*Provided records*.

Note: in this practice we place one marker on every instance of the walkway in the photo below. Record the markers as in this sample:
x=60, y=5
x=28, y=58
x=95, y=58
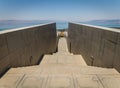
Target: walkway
x=61, y=70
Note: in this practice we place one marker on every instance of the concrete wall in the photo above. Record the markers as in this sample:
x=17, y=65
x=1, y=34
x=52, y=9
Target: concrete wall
x=99, y=46
x=25, y=46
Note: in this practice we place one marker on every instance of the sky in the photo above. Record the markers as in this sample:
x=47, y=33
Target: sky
x=68, y=10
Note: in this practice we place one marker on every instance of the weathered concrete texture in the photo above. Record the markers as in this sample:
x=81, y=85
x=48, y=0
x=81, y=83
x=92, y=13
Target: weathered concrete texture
x=25, y=46
x=55, y=72
x=98, y=45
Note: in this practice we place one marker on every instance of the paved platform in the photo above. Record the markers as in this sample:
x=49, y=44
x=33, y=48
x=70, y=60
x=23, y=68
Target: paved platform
x=61, y=70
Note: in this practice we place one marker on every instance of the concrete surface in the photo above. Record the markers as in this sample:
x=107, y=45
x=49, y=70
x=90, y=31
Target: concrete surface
x=99, y=46
x=25, y=46
x=61, y=71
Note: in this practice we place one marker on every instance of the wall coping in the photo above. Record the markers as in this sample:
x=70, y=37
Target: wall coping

*Work instruction*. All that the answer may hold is the lines from the one with "Target: concrete surface" through the end of the data, set down exactly as they appear.

*Worked solution*.
Target: concrete surface
x=99, y=46
x=25, y=46
x=61, y=71
Note: in this practice we place one marker on every instance of the wall coping in the photo above. Record the markers as in this sample:
x=70, y=37
Target: wall coping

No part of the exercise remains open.